# [WHAT IS NEEDED]
Rewrite the part of the material that opens with the line containing "Trace the outline of every instance of the skin" and closes with the end of the material, requests included, rescaling every coordinate in the answers by 1.8 and rounding to whole numbers, with halves rounded up. Leave the numbers in the requests and their format samples unchanged.

# [GIVEN ENTRIES]
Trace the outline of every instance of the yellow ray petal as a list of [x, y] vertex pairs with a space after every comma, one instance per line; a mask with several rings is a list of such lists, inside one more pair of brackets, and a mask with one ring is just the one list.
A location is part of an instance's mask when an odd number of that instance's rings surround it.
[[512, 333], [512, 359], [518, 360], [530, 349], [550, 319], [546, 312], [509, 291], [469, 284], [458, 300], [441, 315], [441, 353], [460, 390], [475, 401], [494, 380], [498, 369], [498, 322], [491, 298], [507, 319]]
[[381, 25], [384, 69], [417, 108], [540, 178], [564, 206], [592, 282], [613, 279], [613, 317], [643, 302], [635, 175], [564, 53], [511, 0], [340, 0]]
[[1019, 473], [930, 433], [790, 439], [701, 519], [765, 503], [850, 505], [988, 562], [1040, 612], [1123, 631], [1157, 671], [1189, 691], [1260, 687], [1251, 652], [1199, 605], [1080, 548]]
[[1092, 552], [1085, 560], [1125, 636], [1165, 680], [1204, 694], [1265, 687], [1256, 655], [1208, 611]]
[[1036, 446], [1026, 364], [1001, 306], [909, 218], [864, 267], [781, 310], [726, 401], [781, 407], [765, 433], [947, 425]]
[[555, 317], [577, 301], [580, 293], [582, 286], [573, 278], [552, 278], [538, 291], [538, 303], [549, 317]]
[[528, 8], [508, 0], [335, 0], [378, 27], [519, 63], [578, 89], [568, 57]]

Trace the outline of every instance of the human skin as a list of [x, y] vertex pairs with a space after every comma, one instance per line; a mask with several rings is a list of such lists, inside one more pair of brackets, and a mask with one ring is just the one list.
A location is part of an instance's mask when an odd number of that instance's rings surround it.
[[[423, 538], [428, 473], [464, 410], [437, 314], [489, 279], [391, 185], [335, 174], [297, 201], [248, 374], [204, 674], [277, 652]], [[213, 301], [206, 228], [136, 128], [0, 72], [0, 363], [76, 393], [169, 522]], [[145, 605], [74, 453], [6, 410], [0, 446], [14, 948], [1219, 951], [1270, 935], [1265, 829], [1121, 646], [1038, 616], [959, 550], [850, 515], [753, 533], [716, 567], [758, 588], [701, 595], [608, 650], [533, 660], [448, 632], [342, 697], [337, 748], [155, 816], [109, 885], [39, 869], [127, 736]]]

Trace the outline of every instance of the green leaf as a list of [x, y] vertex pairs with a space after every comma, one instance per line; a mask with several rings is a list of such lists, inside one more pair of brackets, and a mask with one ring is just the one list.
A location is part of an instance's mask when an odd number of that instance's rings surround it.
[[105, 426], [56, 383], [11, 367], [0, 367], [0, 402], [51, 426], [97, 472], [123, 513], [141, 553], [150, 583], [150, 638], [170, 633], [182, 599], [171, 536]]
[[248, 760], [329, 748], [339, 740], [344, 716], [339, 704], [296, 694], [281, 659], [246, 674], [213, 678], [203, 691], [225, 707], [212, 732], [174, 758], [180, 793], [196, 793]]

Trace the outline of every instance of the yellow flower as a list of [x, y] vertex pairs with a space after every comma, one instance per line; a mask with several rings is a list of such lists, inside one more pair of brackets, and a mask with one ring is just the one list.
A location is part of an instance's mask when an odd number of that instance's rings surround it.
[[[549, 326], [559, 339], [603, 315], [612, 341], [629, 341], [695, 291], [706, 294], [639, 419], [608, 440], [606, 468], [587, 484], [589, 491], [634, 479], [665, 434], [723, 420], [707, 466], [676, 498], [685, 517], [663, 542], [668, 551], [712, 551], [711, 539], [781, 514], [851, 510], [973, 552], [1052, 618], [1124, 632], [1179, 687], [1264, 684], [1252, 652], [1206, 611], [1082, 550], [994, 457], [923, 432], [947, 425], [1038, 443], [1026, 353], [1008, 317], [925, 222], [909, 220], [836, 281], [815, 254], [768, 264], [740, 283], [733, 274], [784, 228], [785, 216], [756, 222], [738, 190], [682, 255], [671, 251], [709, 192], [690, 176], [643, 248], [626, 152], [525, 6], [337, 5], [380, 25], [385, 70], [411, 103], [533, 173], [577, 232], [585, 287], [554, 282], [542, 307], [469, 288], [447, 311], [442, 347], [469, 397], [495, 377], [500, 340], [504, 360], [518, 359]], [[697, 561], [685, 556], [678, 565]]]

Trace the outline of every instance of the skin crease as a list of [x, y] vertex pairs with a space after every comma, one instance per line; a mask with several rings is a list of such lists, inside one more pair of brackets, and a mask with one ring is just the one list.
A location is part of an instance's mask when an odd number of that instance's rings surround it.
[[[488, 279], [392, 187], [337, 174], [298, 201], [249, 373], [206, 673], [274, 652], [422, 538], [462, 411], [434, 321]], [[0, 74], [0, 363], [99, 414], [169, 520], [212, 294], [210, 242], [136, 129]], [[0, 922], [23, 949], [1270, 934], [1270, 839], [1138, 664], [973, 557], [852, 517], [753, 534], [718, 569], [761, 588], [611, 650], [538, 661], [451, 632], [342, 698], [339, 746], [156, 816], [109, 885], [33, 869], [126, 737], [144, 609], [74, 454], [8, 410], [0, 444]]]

# [ANSWER TO THE TASK]
Trace the outline of every instance of the skin crease as a list of [x, y] vertex pairs with a space after every comma, one instance per line; a mask with several rings is a list of such lists, inside one more pair of brackets, and a mask with one ring is just the one list.
A location is part of an instance's mask when an odd number of that instance's rings surround it.
[[[878, 502], [706, 337], [607, 313], [536, 362], [448, 671], [371, 1211], [493, 1174], [760, 968], [832, 740], [781, 578]], [[0, 133], [0, 653], [178, 745], [304, 936], [382, 529], [378, 436], [245, 232]], [[0, 1660], [41, 1708], [2286, 1681], [2286, 1510], [2048, 1195], [1751, 1003], [1534, 931], [1355, 961], [1292, 1024], [1370, 1058], [1100, 1170], [968, 1190], [812, 1138], [616, 1256], [610, 1343], [281, 1469], [196, 1593], [59, 1564], [227, 1327], [259, 1096], [133, 817], [14, 738], [0, 799]]]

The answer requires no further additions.